The exercise: Update the entries below by replacing "dot" with "marker" throughout, and reproduce every line with no other changes.

Stored items

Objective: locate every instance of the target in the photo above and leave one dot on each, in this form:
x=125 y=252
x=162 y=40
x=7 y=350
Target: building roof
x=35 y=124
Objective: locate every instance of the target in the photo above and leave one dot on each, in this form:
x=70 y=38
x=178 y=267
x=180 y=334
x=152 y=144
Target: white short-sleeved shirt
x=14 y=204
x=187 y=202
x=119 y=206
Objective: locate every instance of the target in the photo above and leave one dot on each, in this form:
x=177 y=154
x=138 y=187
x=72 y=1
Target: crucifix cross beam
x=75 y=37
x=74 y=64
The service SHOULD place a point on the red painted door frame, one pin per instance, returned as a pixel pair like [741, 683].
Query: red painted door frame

Result:
Objective: locate every instance of the target in the photo above and leave one marker on each, in this form:
x=125 y=252
x=162 y=40
x=7 y=350
Target: building roof
x=35 y=124
Objective: locate every instance of the target in the photo above and leave one marker on each, in this form:
x=70 y=38
x=178 y=267
x=180 y=334
x=152 y=144
Target: white short-sleeved shirt
x=14 y=204
x=187 y=202
x=119 y=206
Objective: locate every instance of the target in the photo above and leave one marker on each, in this form:
x=177 y=154
x=138 y=187
x=72 y=1
Target: crucifix cross beam
x=75 y=37
x=74 y=64
The service SHOULD place a point on the red painted door frame, one pin per instance, returned as a pixel pair like [741, 683].
Query: red painted door frame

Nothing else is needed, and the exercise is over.